Szkoda kapeli. Znam tylko 2 pierwsze albumy i uważam je za solidną porcję zacnego grania choć nie ejst to muzyka, która wywołuje u mnie jakieś ciary na plecach. Na koncert chętnie się przejdę.
Z Matołem miałem okazję zamienić parę słów i zrobił na mnie miłe wrażenie.
Bynajmniej nie chodzi o fajerwerki, a o treść.
Dyskografia bez spisu kawałków (oprócz ostatniej płyty), w przypadku dwóch płyt brakuje nawet daty wydania, "pobieralnia" gdzie wbrew nazwie jest kilka "jutubów" - 2 bez opisu i kilka mp3 bez tytułów? + dział koncerty w których sami się przyznają "nie wszystkie są wpisywane". Raczej słaby support dla potencjalnego nowego fana Apatii
Cytat:
3/4 skłotersów słucha muzyki poniżej progu słuchalności i robią koncerty pod siebie.
Otóż to. Chyba że jest jakieś inne wytłumaczenie dlaczego tak mało jest koncertów na skłotach z lżejszym i bardziej melodyjnym punkrockiem?
Na rozbracie nie byłem, jeśli tam organizują sprawnie koncerty, to szacunek.
Otóż to. Chyba że jest jakieś inne wytłumaczenie dlaczego tak mało jest koncertów na skłotach z lżejszym i bardziej melodyjnym punkrockiem?
^^^^^^^^
Polecenia:
A) Czego według fragmentu strony brakuje w dyskografii w przypadku dwóch płyt?
B) Przepisz fragment strony od "Szkoda kapeli. Znam" do "chętnie się przejdę.", zamieniając "kapeli" na "zespołu".
C) Proszę napisać dalszy ciąg fragmentu strony o zespole Apatia i koncertach na skłotach, zaczynając od miejsca, w którym się kończy.
^^^^^^^^
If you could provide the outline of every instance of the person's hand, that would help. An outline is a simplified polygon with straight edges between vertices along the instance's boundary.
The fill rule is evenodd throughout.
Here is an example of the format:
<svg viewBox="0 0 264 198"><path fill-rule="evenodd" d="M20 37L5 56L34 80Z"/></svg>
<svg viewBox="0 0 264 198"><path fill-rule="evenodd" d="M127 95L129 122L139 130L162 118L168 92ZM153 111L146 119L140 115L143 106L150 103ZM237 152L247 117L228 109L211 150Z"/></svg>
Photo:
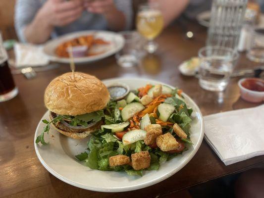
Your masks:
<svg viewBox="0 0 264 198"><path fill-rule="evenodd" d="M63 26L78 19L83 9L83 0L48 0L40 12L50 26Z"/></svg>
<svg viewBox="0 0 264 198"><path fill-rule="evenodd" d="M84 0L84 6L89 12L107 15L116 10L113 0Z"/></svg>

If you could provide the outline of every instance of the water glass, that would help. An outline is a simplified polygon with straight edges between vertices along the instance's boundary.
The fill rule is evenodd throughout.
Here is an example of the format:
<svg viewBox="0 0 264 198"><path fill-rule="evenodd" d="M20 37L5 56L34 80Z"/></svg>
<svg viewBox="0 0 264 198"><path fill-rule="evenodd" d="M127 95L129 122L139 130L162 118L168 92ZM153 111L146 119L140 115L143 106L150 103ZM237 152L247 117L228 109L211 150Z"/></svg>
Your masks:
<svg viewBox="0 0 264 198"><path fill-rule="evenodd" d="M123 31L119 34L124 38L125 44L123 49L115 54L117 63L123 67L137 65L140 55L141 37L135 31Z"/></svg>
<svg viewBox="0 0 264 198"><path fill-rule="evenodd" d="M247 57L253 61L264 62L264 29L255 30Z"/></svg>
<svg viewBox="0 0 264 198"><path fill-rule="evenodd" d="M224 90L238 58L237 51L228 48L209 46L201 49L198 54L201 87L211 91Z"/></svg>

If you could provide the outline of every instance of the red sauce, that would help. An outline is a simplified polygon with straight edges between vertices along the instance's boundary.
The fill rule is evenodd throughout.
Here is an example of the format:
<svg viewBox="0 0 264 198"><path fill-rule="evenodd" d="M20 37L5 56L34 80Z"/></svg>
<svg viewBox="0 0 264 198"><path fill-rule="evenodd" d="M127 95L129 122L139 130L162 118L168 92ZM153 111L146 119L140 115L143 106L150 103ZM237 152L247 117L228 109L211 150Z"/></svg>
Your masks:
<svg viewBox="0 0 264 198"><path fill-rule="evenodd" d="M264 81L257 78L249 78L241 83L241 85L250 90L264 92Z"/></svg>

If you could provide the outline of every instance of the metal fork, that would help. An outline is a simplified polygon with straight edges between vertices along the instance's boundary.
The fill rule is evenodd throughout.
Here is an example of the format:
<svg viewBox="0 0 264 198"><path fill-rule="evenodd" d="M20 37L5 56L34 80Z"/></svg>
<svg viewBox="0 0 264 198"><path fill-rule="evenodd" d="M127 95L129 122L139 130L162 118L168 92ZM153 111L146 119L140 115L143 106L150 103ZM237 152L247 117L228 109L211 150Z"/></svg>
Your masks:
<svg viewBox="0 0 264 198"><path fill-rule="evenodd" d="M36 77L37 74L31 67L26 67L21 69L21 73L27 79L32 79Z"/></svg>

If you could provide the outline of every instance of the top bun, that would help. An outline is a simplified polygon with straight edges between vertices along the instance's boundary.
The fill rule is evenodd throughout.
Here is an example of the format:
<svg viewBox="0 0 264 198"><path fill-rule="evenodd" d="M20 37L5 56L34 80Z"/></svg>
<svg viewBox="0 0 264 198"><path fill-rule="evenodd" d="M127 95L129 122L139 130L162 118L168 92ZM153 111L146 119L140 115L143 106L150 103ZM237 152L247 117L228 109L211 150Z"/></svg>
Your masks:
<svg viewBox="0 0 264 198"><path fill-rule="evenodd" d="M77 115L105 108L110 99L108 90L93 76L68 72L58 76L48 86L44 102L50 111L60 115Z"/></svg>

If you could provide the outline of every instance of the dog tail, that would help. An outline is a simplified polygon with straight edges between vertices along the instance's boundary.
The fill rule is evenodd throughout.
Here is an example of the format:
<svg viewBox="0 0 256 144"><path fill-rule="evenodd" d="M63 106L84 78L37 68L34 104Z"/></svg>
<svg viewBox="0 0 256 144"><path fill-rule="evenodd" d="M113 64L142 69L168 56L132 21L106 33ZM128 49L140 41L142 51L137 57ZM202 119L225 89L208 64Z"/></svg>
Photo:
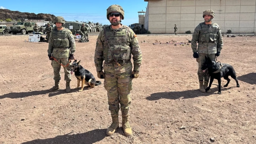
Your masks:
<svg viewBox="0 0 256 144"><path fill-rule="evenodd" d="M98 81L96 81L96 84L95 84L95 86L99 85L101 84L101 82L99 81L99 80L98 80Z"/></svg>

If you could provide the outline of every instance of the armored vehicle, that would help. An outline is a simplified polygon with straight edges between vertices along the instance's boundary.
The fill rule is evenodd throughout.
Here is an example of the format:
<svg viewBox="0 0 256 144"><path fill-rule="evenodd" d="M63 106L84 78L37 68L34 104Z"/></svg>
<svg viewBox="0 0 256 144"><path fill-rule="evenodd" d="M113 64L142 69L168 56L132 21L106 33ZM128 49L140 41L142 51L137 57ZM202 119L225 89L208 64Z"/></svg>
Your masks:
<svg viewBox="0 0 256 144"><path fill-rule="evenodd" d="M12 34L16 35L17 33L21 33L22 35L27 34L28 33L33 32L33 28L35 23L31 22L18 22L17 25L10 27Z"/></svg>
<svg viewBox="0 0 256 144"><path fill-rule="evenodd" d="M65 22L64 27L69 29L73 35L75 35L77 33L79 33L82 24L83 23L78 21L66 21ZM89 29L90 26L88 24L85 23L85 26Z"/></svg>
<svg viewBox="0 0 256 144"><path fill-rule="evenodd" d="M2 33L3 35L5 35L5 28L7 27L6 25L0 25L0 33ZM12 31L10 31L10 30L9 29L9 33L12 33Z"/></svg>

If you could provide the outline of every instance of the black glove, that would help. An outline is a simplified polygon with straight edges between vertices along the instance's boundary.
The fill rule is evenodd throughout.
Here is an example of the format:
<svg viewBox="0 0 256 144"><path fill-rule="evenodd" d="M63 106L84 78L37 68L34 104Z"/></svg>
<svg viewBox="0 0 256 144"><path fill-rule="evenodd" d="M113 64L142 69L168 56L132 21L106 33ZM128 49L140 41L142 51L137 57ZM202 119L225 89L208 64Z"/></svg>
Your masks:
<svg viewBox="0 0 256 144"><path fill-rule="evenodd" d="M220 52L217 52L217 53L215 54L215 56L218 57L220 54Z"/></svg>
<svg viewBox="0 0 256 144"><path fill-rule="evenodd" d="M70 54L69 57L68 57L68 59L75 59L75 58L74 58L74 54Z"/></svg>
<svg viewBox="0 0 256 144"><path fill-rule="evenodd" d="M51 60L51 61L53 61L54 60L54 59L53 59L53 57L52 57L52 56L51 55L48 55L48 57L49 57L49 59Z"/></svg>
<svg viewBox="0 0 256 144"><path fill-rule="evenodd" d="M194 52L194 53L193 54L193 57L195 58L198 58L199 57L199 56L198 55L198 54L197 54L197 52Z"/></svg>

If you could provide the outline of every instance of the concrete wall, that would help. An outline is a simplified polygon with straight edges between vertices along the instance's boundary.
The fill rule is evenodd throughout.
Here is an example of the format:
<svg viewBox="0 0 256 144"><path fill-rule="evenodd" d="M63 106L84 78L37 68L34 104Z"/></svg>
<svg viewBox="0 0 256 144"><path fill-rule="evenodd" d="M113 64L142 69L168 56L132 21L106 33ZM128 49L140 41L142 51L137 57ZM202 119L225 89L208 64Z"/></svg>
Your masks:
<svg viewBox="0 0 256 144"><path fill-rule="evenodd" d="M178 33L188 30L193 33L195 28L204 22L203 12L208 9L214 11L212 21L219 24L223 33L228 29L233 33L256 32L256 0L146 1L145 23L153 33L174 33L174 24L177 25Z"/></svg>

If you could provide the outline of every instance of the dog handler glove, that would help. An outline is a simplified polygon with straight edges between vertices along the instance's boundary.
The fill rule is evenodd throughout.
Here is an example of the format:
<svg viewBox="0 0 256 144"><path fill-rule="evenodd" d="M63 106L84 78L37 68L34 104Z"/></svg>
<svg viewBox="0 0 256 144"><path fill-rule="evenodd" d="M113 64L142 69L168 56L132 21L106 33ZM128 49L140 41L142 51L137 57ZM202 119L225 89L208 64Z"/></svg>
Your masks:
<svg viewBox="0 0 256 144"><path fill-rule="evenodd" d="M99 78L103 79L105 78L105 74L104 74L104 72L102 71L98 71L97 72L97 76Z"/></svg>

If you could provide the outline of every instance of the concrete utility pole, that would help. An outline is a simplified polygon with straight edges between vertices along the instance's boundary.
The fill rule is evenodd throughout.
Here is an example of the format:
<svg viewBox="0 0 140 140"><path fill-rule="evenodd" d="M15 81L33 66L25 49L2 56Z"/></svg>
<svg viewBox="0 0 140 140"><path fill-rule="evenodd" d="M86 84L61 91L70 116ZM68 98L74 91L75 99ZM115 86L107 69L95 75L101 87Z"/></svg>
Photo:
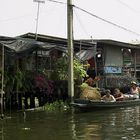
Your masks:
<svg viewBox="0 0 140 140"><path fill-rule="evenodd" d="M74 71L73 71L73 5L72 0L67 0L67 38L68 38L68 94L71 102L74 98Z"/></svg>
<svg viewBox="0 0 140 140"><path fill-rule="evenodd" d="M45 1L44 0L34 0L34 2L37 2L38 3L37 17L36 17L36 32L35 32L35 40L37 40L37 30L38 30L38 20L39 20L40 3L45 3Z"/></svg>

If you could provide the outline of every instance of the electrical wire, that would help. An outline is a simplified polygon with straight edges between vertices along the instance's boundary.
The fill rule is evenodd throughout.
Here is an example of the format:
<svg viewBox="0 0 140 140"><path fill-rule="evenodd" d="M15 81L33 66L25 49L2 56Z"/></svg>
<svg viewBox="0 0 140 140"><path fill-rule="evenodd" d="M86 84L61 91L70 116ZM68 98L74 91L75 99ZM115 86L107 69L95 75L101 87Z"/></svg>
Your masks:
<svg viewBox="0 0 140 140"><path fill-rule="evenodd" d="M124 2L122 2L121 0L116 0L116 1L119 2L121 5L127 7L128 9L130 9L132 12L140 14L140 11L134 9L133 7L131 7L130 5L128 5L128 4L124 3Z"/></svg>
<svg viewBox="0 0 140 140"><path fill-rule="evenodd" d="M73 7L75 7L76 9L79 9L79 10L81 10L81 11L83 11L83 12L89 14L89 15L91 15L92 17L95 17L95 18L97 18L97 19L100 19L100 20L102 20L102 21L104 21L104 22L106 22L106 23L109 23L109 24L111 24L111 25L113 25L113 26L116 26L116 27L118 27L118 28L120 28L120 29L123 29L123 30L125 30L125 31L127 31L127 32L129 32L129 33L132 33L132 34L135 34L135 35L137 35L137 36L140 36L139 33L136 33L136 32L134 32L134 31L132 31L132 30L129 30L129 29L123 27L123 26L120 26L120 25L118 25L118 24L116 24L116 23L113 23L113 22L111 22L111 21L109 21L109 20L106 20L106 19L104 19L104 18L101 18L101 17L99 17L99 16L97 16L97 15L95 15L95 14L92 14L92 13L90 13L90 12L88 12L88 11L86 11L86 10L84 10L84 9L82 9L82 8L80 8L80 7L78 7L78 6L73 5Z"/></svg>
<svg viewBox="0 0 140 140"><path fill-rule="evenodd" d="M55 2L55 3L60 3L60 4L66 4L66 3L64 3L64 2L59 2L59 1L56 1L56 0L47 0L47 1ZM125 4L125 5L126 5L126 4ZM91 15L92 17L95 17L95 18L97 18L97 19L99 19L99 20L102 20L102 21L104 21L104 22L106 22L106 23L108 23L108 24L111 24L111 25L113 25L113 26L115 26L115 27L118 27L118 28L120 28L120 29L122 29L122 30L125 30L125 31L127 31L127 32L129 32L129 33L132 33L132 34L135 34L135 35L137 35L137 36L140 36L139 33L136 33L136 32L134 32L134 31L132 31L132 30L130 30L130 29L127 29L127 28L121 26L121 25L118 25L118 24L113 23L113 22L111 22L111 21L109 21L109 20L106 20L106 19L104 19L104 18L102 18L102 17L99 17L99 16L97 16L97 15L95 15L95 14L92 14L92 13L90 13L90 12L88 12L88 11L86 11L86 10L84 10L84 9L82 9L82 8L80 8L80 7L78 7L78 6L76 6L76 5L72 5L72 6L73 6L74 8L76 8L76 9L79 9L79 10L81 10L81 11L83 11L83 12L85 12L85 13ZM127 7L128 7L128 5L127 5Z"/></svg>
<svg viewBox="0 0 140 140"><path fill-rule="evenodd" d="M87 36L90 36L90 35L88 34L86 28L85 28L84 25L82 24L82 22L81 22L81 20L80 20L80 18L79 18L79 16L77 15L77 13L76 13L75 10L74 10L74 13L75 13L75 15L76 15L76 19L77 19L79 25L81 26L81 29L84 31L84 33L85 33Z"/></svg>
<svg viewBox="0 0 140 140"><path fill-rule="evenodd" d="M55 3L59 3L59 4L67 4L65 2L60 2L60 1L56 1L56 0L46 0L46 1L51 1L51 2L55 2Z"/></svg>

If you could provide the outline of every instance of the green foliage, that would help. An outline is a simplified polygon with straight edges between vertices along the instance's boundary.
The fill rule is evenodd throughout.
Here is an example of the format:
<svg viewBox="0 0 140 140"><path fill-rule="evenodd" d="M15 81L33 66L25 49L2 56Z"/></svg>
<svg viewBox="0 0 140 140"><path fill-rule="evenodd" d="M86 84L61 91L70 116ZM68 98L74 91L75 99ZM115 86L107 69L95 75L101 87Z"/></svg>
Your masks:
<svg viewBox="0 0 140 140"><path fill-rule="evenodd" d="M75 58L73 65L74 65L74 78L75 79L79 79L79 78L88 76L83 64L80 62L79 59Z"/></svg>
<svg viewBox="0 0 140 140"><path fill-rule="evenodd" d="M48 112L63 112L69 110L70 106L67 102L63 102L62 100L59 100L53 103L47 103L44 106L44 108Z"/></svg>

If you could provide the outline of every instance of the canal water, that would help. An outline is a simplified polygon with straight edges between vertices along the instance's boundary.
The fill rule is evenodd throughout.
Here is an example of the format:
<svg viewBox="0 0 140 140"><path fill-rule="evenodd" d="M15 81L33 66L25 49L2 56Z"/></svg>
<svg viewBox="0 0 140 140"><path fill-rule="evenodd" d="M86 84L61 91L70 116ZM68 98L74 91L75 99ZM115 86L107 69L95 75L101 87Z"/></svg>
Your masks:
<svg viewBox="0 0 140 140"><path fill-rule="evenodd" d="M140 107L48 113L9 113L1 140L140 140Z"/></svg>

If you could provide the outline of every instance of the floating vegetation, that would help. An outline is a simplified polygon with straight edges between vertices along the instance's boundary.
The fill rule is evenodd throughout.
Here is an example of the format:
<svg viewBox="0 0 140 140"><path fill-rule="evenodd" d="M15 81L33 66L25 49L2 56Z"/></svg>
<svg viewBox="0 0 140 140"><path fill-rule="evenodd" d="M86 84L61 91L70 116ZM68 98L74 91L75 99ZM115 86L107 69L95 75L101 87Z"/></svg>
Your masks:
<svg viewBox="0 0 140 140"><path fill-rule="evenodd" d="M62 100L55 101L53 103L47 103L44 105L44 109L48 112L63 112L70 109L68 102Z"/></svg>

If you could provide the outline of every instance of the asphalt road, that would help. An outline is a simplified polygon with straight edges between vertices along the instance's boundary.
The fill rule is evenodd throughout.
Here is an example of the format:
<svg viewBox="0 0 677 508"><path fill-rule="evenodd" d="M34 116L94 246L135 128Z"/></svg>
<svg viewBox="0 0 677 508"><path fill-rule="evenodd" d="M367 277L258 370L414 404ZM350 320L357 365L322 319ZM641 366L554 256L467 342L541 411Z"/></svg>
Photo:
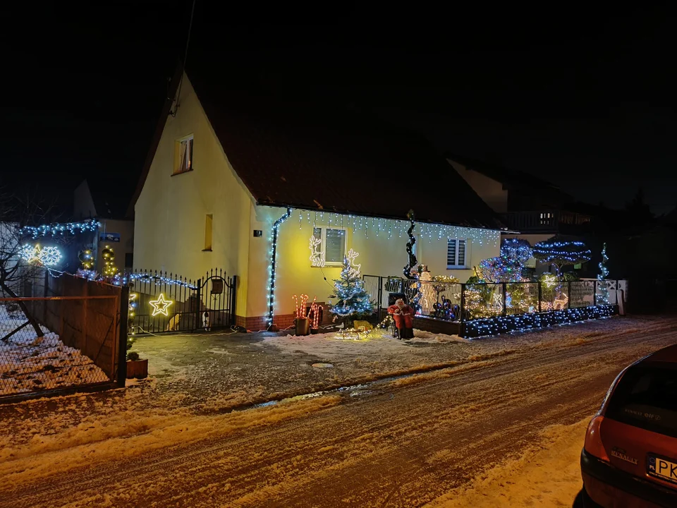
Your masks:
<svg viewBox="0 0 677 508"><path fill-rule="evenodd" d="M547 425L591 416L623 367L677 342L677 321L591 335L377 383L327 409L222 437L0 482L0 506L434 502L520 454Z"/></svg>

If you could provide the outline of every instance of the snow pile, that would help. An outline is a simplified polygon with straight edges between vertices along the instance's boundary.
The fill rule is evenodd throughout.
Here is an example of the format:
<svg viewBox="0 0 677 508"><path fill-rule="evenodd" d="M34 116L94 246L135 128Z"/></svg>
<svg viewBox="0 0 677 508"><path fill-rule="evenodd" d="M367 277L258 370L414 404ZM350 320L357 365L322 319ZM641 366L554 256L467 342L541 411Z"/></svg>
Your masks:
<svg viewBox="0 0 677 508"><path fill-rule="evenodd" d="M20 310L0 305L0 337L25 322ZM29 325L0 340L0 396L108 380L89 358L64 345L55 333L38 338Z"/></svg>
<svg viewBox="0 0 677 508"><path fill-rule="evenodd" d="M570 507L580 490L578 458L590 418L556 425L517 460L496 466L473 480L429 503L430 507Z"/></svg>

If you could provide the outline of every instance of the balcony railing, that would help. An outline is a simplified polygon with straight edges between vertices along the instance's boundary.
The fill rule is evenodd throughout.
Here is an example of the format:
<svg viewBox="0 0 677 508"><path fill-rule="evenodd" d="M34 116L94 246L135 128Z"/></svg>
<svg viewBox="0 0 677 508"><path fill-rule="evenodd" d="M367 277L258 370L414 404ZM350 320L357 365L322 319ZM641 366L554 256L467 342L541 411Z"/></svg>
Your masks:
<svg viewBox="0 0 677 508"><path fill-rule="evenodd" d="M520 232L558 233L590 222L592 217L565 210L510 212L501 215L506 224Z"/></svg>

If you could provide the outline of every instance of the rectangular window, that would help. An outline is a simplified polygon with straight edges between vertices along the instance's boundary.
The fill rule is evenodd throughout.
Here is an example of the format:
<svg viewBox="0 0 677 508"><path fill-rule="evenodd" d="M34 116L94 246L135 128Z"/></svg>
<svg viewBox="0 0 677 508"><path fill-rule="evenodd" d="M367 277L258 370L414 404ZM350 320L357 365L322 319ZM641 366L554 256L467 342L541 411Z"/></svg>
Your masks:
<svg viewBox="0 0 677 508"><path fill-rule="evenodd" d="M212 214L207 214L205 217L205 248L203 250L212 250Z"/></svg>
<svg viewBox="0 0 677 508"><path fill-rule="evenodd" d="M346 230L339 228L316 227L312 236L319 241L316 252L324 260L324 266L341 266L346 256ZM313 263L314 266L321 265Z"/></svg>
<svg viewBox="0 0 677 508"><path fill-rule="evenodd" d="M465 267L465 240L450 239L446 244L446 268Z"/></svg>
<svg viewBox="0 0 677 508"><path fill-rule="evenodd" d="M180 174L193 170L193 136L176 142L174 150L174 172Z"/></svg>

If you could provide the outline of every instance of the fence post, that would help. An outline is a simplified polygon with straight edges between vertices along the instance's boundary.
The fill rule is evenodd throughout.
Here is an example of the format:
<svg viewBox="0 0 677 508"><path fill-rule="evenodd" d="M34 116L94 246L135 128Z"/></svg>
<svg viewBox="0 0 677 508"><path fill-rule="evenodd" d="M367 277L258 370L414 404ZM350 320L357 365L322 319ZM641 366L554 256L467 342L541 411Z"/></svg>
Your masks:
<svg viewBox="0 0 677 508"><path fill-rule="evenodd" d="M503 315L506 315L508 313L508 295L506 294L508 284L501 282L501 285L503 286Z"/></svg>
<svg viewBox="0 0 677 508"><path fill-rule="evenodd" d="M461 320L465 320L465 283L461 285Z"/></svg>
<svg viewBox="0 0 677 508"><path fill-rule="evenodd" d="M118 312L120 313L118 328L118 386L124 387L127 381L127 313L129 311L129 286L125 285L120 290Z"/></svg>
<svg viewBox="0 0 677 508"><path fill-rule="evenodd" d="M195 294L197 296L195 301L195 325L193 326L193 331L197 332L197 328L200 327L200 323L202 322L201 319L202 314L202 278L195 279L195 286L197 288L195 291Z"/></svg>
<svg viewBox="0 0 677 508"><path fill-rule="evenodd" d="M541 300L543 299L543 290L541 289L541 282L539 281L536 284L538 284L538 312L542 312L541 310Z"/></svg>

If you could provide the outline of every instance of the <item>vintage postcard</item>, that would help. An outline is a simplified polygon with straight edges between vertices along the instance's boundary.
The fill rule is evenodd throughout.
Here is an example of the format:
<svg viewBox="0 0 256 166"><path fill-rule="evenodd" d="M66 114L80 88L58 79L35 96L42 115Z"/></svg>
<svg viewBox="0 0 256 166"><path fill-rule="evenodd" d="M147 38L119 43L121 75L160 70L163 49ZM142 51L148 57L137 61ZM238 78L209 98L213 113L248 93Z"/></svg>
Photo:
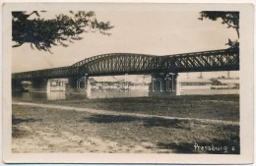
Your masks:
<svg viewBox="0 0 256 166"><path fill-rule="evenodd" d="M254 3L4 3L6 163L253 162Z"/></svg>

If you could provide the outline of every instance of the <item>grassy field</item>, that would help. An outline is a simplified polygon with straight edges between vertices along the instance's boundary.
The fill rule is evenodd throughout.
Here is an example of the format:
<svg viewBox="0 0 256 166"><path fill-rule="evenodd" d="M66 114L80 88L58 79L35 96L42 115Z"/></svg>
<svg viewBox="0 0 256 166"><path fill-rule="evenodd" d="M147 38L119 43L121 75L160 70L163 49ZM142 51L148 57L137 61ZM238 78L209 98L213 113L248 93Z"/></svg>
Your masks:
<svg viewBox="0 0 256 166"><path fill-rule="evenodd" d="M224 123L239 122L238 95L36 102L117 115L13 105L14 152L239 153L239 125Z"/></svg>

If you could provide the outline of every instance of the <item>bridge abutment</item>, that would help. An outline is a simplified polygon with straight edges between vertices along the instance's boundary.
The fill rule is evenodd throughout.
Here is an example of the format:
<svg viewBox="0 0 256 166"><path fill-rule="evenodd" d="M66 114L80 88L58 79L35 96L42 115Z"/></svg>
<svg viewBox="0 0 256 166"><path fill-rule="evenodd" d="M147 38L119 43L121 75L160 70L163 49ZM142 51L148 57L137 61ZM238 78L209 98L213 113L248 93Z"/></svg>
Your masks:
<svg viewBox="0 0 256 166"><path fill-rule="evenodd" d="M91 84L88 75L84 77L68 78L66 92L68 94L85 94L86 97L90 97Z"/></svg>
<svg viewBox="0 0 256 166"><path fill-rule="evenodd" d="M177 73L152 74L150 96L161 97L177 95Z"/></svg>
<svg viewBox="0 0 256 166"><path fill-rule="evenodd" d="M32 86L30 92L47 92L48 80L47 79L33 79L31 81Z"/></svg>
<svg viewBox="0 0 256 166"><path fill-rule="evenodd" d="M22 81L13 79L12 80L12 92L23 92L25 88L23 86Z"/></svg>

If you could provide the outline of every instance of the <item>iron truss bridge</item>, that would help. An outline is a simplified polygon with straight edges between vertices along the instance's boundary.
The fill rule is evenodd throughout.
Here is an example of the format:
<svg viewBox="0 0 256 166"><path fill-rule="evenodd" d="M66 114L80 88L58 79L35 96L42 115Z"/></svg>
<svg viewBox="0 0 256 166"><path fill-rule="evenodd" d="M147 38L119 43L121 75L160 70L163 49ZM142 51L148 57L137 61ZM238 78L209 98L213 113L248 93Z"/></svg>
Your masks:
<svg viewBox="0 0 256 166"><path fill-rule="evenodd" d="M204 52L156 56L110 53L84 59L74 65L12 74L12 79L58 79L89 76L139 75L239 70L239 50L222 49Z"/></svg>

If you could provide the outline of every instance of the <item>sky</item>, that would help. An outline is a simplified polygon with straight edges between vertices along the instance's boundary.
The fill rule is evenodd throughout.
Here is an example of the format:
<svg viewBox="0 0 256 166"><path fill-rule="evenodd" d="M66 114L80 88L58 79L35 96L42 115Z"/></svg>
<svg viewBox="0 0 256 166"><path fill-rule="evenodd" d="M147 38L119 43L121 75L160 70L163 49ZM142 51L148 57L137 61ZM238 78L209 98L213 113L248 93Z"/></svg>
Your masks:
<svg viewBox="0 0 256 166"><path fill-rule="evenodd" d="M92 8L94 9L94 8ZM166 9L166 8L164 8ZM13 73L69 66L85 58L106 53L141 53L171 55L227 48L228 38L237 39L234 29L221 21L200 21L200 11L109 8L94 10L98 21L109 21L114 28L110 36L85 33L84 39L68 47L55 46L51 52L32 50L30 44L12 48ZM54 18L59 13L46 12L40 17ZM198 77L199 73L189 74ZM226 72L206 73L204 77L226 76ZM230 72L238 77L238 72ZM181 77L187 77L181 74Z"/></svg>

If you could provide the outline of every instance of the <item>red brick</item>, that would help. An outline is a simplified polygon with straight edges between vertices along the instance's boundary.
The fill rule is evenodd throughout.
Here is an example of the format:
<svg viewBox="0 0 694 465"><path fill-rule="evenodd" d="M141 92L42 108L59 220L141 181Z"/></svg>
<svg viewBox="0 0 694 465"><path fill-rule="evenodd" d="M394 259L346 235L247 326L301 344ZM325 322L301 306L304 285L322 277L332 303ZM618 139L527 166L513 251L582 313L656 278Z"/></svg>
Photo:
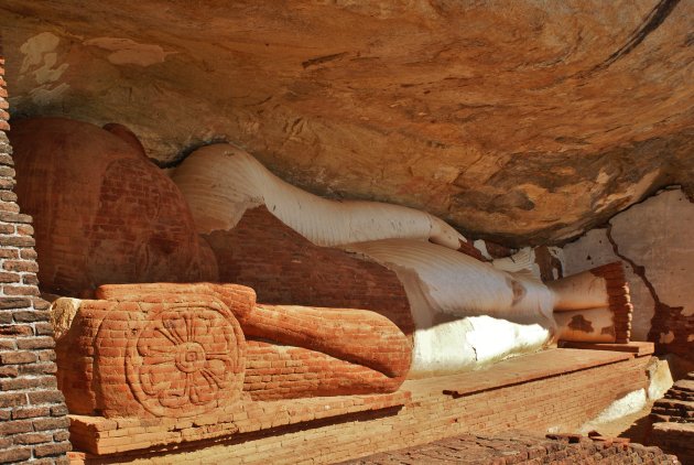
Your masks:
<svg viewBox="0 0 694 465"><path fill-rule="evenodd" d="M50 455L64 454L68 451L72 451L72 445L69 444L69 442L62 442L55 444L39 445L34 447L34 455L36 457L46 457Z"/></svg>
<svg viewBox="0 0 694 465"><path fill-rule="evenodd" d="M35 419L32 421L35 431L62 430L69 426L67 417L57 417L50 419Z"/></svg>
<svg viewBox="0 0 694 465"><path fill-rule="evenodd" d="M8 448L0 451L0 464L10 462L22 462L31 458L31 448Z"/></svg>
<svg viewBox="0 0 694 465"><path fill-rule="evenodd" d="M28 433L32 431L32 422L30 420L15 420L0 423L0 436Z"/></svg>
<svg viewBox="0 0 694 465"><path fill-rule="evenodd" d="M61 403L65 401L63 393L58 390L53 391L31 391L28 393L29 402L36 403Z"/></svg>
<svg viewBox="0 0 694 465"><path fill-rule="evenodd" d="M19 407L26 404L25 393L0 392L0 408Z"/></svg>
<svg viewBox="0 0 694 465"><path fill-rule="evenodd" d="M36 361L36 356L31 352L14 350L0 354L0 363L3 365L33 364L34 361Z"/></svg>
^^^^^^^^
Odpowiedzi do poleceń:
A) Daty wydania.

B)
Szkoda zespołu. Znam tylko 2 pierwsze albumy i uważam je za solidną porcję zacnego grania choć nie ejst to muzyka, która wywołuje u mnie jakieś ciary na plecach. Na koncert chętnie się przejdę.

C)
organizowałem, bądź współorganizowałem wiele koncertów na Elektromadonnie, bądź też po prostu byłem na gigach w tym miejscu i pamiętam takie kapele jak:
Sedes Muzgó(oczywiście sedes i dm się najebali i zagrali jako jedna kapela),Pils(debiutowali na elektro), KSU, On Yer Bike, Profanacja, Przeciw, Moralna Lewatywa, Trompka Pompka, Prawo do jazdy, Załoga Andrzeja, Zemsta Nietoperza ... nie no dużo tego było, co nie zmienia faktu, że osoba przeważnie organizująca tam koncerty słucha crusta i takich tam i robi głównie takie koncerty
Zawsze można spróbować zorganizować koncert samemu. Co do Ro. to jest tam sporo różnej muzy i melodyjnego pankroka też jest sporo. Grała na Rozbracie m. in. Prawda, Przestań Pić czy jakieś tam włoskie kapele ojowe. Najwięcej jest nawet nie crusta, co hardcore/punka. Mnie to odpowiada. Niedawno był też gig My Terror, czyli raczej hardcore już bez panka, a w najbliższym czasie gig hiphopowy i Nagły Atak Spawacza. Tak więc dzieje się
Gig Apatii najprawdopodobniej w przyszłym miesiącu.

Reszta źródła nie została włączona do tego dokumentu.